- Activity 1 -
Answer these questions using the review of Don't Go In The House.
(a) What does Donny build in the house, where the women wake up?
(b) Which film is given as an example of the carnage films of the 1970s?
(c) What weapons does the review say most killers of the era stalked their prey with?
- Activity 2 -
List every film title mentioned in the review of Don't Go In The House, including the one in the final line.

START Passage for review

In much the same vein as Psycho almost 20 years prior, Don’t Go In The House contends with Donny, a man who goes of his rocker when his abusive mother suddenly dies leaving him alone in a big house. As he slips further and further into his psychosis, the man lures innocent and suspecting women back to his home where he incapacitates them. The women awaken naked and strung up in a strange metal room that Donny has built in the house. One by one each of the helpless victims are blow torched by Donny and burned to death, a method of pain that Donny is reliving from his childhood when his mother used to discipline him by placing his arms over and open flame. Donny collects the charred remains of the women, as well as his mother’s burnt corpse, and dresses them all up and seats them together in a closed off room upstairs. Concerned by his increasing weirdness, Donny’s one work friend Bobby and a Priest try to help Donny in their own ways — unaware of the atrocious murders he has committed.

First off, this movie certainly wasn’t up for any Acting Oscars. But that detractor slowly subsided as the movie progressed. Mostly because the kill sequences, and scenes with the voices in Donny’s head, were actually done quite well. Don’t Go In The House plays out like a “bridge” between the carnage films of the 1970s (ala The Hills Have Eyes) and the soon-to-explode-onto-the-pop-culture-scene slasher trend of the 1980s. Donny is an interesting and complex character. Timid, meek, and squirrelly at work and out in public. In his home, however, he is calculating, unwavering and unflinching in his brutal execution of his victims all the while succumbing to the mad voices in his head.
Although the film feels as though it has been lost through the annals of time (I’d never heard of it until very recently), it still plays out well by today’s standards and the movie is really not too bad — if you can get past the horrible acting. Given that most films of the era had killers stalking their prey with knives and machete’s, the unique concept of an oven room and immolated victims may be just the ingredient in this recipe to set it apart from any contemporary clones. If you can get your hands on a copy, I recommend a viewing of this movie to any horror fan.

SAVAGE WEEKEND (1980) (but filmed in 1976)

END Passage for review
START Entries supplied

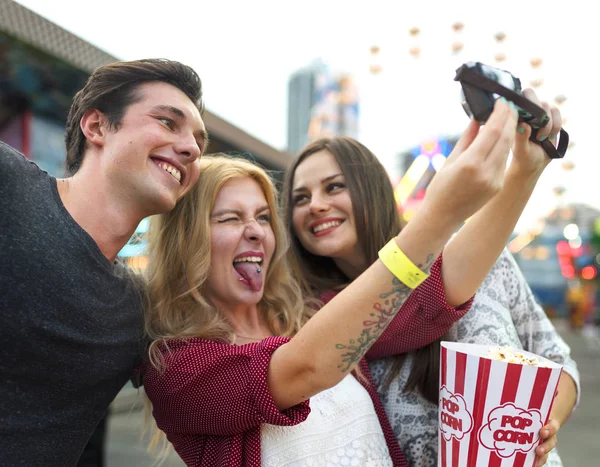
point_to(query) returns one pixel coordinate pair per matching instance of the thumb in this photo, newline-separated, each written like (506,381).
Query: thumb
(465,140)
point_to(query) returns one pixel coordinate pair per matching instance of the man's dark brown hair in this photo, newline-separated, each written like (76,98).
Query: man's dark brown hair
(114,87)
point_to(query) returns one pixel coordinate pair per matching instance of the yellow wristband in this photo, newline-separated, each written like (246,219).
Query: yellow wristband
(400,266)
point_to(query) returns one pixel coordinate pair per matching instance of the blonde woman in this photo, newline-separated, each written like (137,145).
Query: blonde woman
(238,375)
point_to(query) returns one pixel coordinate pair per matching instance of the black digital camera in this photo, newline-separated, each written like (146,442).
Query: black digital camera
(483,84)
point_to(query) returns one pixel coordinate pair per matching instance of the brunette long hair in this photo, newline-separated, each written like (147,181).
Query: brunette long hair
(377,221)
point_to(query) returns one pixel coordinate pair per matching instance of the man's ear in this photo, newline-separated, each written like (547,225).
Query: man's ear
(94,128)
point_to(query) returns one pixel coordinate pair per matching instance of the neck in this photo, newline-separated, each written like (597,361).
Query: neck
(106,220)
(247,322)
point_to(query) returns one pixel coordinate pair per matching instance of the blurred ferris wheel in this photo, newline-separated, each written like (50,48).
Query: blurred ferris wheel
(455,45)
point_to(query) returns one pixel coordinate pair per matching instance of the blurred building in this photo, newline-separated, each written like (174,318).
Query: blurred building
(321,103)
(417,167)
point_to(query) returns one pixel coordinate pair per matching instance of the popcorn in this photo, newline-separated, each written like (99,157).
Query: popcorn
(508,355)
(493,402)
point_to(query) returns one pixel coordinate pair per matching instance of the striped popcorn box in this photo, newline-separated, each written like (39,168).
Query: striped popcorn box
(490,411)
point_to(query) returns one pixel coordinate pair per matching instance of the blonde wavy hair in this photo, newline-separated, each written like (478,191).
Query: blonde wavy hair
(179,250)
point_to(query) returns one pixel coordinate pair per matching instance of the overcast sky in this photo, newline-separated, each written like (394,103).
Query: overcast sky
(245,52)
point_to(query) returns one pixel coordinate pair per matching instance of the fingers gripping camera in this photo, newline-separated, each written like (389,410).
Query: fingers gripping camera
(483,84)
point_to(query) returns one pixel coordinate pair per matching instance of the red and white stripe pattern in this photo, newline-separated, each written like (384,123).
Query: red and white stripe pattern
(508,403)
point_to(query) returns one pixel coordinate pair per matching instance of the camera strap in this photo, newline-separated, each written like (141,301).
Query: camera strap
(468,76)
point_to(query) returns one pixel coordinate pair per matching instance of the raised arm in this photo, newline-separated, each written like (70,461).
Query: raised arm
(473,251)
(331,344)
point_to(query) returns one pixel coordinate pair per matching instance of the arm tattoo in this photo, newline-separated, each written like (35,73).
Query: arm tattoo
(380,319)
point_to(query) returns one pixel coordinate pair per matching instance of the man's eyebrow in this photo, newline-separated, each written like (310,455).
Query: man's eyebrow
(220,212)
(171,109)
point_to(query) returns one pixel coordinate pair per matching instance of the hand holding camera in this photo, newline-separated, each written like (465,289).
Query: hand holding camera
(482,85)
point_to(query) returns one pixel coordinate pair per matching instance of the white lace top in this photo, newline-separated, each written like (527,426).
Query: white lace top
(342,429)
(504,312)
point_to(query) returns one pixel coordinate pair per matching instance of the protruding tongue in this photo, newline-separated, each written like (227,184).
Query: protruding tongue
(249,272)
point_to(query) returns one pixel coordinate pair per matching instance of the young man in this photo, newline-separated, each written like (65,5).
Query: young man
(72,321)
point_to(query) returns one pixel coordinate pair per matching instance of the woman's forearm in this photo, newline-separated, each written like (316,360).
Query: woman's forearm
(565,399)
(332,343)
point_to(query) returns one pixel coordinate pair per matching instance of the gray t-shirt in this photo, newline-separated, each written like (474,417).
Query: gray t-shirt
(72,323)
(505,313)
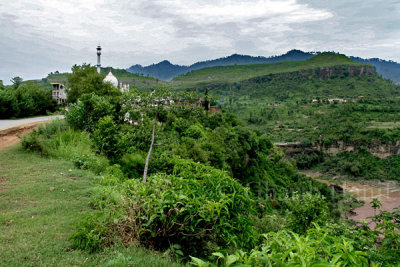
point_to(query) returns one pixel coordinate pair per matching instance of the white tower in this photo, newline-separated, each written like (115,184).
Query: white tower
(98,58)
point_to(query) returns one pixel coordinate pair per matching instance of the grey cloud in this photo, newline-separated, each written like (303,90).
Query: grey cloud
(142,32)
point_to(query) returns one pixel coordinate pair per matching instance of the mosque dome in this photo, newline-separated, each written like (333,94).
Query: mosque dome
(112,79)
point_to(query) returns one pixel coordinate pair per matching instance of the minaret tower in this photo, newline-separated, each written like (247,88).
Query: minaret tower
(98,58)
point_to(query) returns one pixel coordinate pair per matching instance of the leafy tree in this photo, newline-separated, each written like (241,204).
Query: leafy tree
(88,110)
(155,102)
(16,81)
(8,104)
(84,79)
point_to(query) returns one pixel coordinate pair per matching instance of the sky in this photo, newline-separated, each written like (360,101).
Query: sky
(42,36)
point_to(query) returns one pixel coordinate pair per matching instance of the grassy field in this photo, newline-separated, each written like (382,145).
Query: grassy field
(41,200)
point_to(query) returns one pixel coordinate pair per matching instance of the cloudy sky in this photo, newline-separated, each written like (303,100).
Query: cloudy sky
(37,37)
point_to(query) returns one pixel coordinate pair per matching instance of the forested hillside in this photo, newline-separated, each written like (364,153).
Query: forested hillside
(165,70)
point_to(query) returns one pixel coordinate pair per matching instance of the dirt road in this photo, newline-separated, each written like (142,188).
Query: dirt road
(12,130)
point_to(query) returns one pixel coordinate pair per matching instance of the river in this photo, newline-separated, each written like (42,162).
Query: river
(388,193)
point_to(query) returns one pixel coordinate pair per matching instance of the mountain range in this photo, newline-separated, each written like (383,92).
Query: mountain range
(165,70)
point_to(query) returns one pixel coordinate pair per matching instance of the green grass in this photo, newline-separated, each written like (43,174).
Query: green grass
(41,200)
(237,73)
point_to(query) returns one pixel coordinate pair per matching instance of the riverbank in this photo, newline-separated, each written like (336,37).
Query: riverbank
(388,193)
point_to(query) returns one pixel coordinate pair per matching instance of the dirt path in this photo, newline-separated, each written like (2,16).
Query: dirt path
(11,136)
(11,130)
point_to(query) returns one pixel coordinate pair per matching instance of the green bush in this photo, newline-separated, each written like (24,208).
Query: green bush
(198,207)
(285,248)
(88,110)
(305,210)
(133,164)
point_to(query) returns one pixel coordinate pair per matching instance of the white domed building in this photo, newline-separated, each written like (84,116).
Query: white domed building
(111,79)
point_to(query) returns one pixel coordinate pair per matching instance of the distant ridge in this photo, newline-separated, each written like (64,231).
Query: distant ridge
(165,70)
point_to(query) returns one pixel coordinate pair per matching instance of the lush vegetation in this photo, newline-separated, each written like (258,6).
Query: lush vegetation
(207,188)
(42,199)
(25,99)
(236,73)
(167,71)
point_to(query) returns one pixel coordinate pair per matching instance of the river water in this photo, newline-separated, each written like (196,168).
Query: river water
(388,193)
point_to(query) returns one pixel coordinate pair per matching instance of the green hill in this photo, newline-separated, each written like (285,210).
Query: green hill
(237,73)
(277,98)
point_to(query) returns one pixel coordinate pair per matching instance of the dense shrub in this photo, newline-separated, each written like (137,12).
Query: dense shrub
(285,248)
(85,113)
(307,160)
(305,210)
(198,207)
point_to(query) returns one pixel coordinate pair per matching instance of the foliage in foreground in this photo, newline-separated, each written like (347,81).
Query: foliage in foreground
(29,99)
(285,248)
(198,207)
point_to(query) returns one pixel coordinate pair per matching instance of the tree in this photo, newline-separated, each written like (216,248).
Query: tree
(16,81)
(85,79)
(138,104)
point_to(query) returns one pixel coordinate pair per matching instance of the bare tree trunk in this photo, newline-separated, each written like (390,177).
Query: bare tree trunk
(146,166)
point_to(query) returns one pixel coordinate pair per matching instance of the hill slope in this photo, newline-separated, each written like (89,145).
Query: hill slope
(167,71)
(278,98)
(236,73)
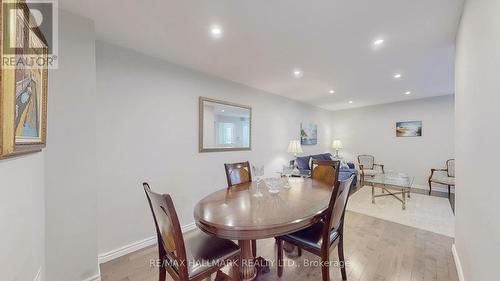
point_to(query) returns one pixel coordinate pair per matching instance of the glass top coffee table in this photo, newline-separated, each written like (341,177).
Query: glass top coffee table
(389,182)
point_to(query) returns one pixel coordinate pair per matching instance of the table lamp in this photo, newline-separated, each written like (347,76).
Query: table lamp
(294,147)
(337,145)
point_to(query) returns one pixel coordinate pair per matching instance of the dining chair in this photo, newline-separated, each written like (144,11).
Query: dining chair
(447,178)
(322,236)
(192,256)
(367,166)
(238,173)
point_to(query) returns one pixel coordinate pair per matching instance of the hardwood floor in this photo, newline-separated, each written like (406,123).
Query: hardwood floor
(375,250)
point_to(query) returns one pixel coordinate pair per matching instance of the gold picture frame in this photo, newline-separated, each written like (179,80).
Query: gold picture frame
(23,90)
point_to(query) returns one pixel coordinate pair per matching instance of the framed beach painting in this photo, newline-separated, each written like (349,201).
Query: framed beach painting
(409,129)
(308,134)
(23,87)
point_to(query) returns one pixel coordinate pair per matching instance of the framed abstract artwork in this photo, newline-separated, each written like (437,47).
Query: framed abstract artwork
(308,134)
(23,87)
(409,129)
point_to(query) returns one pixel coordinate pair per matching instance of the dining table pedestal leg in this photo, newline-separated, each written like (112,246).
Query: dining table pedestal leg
(250,267)
(247,263)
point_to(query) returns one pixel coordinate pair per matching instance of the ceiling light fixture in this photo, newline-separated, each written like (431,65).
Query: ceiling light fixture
(216,31)
(378,42)
(297,73)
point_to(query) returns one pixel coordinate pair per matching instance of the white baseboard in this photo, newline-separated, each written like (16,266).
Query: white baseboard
(434,188)
(93,278)
(132,247)
(457,263)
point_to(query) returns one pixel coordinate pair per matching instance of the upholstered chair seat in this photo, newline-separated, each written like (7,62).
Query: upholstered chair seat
(310,237)
(443,176)
(205,251)
(191,256)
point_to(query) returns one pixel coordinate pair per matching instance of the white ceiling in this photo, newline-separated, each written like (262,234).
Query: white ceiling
(264,40)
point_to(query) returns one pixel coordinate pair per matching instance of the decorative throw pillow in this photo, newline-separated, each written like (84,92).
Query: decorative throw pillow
(303,162)
(343,163)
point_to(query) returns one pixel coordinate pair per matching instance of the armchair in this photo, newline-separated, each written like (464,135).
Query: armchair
(443,176)
(367,166)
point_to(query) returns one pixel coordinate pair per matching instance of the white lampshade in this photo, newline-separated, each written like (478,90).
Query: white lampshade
(337,144)
(294,147)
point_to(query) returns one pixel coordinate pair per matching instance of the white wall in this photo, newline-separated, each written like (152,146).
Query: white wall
(477,234)
(372,130)
(70,156)
(148,131)
(22,217)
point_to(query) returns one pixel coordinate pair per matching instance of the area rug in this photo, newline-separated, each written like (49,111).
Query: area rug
(422,211)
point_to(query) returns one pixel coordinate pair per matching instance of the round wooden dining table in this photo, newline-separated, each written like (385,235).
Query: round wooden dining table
(238,213)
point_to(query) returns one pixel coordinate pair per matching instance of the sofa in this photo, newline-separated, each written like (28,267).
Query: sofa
(303,162)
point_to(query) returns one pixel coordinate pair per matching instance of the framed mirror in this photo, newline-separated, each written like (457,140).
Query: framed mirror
(224,126)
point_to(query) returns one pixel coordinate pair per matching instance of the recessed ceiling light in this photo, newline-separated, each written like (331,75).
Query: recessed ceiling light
(297,73)
(216,31)
(378,42)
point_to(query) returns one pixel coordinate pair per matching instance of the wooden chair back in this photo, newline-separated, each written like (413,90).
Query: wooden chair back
(326,171)
(368,161)
(338,202)
(238,173)
(168,230)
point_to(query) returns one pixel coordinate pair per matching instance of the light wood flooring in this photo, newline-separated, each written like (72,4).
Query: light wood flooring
(376,250)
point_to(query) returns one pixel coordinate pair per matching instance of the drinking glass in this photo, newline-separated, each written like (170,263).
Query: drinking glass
(258,173)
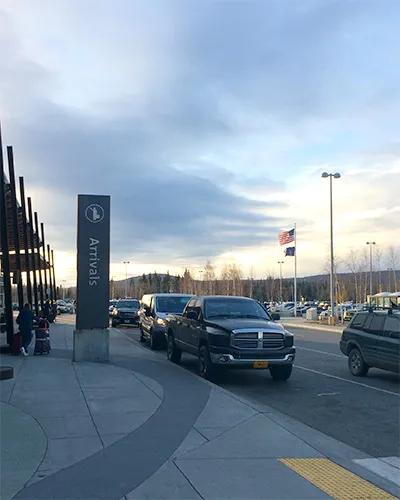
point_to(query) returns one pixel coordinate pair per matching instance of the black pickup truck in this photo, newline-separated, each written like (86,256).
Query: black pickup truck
(230,332)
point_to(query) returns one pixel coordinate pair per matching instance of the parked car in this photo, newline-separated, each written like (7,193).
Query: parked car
(230,332)
(153,313)
(126,312)
(348,314)
(372,339)
(112,304)
(62,307)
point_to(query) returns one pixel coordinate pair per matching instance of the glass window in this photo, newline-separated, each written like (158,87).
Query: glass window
(146,300)
(392,325)
(128,304)
(197,308)
(190,305)
(358,321)
(376,325)
(171,304)
(234,308)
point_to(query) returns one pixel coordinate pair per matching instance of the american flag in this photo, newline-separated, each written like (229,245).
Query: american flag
(286,237)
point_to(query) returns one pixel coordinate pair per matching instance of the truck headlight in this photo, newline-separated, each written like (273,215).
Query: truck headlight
(289,340)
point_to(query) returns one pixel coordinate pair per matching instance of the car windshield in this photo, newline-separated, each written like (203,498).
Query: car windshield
(171,304)
(234,308)
(128,304)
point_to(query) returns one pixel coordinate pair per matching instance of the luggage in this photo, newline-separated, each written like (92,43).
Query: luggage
(42,342)
(17,344)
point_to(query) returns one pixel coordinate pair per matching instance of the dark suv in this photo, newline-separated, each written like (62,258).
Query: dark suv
(126,312)
(372,339)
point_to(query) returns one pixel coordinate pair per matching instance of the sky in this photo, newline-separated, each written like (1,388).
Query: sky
(209,123)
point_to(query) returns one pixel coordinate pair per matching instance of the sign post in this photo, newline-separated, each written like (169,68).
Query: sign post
(91,336)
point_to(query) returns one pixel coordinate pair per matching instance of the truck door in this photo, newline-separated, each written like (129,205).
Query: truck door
(184,329)
(389,344)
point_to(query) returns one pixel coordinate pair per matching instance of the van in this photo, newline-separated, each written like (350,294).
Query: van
(154,309)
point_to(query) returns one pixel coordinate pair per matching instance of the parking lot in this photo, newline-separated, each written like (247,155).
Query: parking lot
(361,412)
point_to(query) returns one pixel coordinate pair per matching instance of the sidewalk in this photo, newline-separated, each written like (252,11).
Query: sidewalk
(140,427)
(311,325)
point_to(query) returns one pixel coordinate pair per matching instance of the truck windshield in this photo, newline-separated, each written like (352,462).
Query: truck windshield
(128,304)
(234,308)
(174,305)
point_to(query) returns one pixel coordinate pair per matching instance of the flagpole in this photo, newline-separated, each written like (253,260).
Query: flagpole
(295,271)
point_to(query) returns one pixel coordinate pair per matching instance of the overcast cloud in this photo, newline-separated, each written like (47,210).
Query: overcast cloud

END Entries supplied

- Answer 1 -
(a) A strange metal room.
(b) The Hills Have Eyes.
(c) Knives and machetes.

- Answer 2 -
Psycho
Don't Go In The House
The Hills Have Eyes
Savage Weekend